Passage shown |

============

How bad credit affects lending: Get a business loan with bad credit
Sufficient cash reserves are crucial for operational expenses such as wages and reinvesting in initiatives that drive growth.
For many companies, these initial cash reserves come in the form of loans from financial institutions. But what if you have bad credit? You may be wondering, “Can I still get a business loan?”
You can still get a business loan, but it’s not as straightforward if you have bad credit.
In this article, we’ll explore how bad credit impacts your ability to access funds and how to obtain a business loan if you do have bad credit.
Table of contents
- What is bad credit and how does it affect business loans?
- How to get a business loan with bad credit
- Expert insights
- Grow fast with a bad credit business loan
What is bad credit and how does it affect business loans?
All businesses (and individuals) have a credit score, which is a measure of your creditworthiness. It’s used by lenders to assess risk: higher scores mean lower risk and vice versa.
Business credit is generally scored on a scale from 0 to 100. Your score can roughly be read as follows:
- 80–100 indicates your company is low risk
- 50–79 indicates medium risk
- 0–49 is considered high risk
“Bad credit” is generally considered anything in the high-risk category and some of the medium-risk category.
Your score is based on your credit history. If you’ve had trouble meeting repayment obligations in the past, then it’s likely your credit score will be somewhere in the medium or high-risk range.
Having a poor credit score doesn’t necessarily prevent you from obtaining further funding (such as business loans). It can, however, make accessing finance more difficult and generally more expensive (due to higher interest rates).
We’ll shortly discuss how you might be able to obtain a business loan with bad credit. But first, it’s helpful to understand how lenders perceive credit ratings, as they’re the organisations you’ll ultimately need to convince.
Top Tip: To leverage your credit score and grow your business, you’ll need to know what that number means. Learn more in our guide on what is a good business credit score 🔎
Understanding bad credit from the lender’s perspective
Lenders are essentially investors. They’re putting some money down now (i.e. giving you a loan) and expecting a return on their investment (the interest payments you make).

============

Dataset extract |
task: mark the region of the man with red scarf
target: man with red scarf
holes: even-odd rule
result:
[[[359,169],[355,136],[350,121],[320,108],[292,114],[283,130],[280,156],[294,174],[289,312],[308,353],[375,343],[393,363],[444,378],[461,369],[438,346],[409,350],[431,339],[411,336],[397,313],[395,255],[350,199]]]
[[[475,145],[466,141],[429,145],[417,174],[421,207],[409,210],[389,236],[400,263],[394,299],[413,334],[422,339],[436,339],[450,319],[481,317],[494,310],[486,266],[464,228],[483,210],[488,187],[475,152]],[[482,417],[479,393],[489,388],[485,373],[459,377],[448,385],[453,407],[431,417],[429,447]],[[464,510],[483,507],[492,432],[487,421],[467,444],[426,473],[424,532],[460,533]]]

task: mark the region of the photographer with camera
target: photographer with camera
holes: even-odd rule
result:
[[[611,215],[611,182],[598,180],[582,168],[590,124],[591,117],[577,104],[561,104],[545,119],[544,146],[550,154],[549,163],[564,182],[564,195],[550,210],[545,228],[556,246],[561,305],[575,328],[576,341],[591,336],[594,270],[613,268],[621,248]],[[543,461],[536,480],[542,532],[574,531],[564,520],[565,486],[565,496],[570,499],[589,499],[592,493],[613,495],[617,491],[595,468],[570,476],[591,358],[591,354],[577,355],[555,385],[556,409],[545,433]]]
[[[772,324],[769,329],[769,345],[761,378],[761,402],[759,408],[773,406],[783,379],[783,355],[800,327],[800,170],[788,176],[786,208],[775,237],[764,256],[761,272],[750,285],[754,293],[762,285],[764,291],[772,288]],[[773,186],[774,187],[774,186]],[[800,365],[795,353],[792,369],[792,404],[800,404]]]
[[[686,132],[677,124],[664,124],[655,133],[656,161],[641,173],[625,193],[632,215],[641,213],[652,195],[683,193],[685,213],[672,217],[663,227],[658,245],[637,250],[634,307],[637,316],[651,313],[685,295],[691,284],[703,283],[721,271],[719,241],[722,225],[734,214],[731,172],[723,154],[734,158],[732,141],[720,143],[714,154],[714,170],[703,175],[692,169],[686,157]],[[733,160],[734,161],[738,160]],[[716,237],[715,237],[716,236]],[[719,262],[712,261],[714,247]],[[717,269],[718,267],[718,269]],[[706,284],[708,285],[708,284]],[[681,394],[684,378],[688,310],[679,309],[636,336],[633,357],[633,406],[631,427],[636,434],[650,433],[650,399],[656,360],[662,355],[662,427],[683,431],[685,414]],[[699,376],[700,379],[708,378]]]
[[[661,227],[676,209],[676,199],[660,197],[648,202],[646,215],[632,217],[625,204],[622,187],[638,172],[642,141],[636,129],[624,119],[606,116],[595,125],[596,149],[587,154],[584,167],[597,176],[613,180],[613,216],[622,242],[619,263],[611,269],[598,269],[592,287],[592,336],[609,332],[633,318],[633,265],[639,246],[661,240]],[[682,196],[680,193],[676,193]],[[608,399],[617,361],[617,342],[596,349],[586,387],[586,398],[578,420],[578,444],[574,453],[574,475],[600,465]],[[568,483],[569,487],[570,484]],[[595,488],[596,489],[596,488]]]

============

Given problem A | According to the article on getting a business loan with bad credit, which business credit score range indicates medium risk?
Given problem B | Retype the article on getting a business loan with bad credit between "Your score is" and "or high-risk range.", inclusive.

Expected output A | 50–79

Expected output B |
Your score is based on your credit history. If you’ve had trouble meeting repayment obligations in the past, then it’s likely your credit score will be somewhere in the medium or high-risk range.